Only those lines running from the line that contains "Where can you find the white pickup" through the end of the material are to be written out, each exactly as shown.

• • • •

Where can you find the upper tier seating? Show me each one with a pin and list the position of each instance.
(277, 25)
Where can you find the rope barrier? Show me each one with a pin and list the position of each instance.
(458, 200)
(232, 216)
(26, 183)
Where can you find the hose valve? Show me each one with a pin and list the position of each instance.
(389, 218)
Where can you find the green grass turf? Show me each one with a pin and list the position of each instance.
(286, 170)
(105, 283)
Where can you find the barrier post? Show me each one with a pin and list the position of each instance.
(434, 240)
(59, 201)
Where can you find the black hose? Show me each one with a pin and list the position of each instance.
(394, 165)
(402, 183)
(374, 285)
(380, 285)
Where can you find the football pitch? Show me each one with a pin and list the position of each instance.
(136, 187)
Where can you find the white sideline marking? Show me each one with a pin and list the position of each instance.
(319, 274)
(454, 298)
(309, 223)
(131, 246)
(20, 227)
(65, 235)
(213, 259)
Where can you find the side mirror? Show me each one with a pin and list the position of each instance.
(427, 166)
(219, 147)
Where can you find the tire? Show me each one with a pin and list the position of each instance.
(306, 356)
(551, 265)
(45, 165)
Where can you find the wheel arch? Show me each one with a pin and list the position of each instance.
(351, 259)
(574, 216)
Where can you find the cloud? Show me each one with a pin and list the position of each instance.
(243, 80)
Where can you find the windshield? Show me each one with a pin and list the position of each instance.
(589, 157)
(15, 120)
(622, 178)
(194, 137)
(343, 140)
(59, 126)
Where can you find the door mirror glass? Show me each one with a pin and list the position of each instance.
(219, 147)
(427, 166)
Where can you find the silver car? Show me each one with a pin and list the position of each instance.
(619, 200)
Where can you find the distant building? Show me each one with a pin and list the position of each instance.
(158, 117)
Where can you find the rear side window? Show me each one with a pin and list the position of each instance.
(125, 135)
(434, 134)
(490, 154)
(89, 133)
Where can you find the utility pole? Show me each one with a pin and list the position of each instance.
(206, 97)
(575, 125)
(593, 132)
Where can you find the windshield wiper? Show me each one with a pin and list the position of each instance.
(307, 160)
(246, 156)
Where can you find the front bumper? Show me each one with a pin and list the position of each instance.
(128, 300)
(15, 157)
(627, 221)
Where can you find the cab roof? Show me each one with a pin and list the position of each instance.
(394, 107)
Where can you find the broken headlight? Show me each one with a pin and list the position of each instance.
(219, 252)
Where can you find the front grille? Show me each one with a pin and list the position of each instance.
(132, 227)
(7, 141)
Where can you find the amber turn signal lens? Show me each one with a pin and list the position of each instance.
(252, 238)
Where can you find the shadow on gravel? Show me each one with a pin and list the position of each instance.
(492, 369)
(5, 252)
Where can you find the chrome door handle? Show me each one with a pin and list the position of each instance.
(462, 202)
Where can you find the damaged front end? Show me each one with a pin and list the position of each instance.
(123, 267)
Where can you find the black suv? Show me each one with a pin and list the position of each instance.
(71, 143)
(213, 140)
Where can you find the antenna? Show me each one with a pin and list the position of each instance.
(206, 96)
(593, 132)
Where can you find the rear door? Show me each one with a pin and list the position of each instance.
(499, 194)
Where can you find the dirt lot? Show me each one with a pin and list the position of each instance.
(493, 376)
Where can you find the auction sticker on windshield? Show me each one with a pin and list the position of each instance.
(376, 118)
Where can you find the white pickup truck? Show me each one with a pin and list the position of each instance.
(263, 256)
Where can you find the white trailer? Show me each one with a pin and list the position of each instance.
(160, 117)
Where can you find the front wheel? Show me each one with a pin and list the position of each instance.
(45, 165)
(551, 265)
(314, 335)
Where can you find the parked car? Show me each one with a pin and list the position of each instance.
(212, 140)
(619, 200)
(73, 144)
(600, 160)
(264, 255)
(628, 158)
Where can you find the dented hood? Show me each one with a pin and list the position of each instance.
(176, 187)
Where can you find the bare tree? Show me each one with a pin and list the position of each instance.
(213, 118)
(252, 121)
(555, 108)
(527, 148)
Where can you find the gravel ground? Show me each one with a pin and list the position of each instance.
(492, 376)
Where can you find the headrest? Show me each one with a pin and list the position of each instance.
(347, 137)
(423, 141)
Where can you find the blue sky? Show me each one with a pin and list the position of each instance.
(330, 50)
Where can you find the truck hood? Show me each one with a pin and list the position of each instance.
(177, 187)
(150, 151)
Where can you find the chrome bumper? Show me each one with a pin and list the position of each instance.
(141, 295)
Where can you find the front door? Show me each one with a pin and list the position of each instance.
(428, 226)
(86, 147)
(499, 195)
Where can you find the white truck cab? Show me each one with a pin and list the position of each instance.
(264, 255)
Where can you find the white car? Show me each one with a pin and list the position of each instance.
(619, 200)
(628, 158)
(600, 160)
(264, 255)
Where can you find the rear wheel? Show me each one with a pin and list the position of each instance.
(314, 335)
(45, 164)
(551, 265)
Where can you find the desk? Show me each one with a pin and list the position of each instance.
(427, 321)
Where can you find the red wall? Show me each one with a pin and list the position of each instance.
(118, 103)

• • • •

◆ **EXERCISE RESPONSE**
Where can you find the white pickup truck? Show me each one with a pin and list the position of each instance.
(263, 256)
Where can you find the white trailer? Show me each one with a pin and list the position of each instance.
(160, 117)
Where can you find the front wheel? Show me each one with a pin and list the position of each instance.
(45, 165)
(551, 265)
(314, 335)
Where can you find the parked car? Show me each one with a pin and list the position of each instance.
(212, 140)
(619, 200)
(73, 144)
(600, 160)
(264, 255)
(628, 158)
Where can you find the dented hood? Show me each one with a pin and list the position of each instance.
(176, 187)
Where can you find the bare tree? Show me each one with a pin and list the position of each instance.
(213, 118)
(252, 121)
(555, 108)
(527, 148)
Where can you find the gravel ground? Show me each one with a pin and list the position of each instance.
(492, 376)
Where can you find the headrest? Show me each one with a pin and list the position of each instance.
(347, 137)
(423, 141)
Where can you find the blue sky? Show me each one with a pin and list the position of each instance.
(330, 50)
Where can you find the truck hood? Show me each one with a pin and list the position of each instance.
(177, 187)
(150, 151)
Where can you find the chrome bumper? Show me each one with a pin and list the position of each instance.
(141, 295)
Where can you find the front door? Show me each one with a pin and list the position of each instance.
(428, 226)
(86, 147)
(499, 195)
Where can you find the white truck cab? Show me each one with a pin and list the position of each instance.
(264, 255)
Where can you find the white car? Show me each one with a pin and list the position of each instance.
(619, 200)
(628, 158)
(600, 160)
(264, 255)
Where can you find the rear wheel? Show me each one with a pin and list the position of each instance.
(314, 335)
(45, 164)
(551, 265)
Where can you find the desk? Show me each one with a pin and list the position of each instance.
(427, 321)
Where can you find the red wall? Show me each one with a pin and list the position of each instance.
(118, 103)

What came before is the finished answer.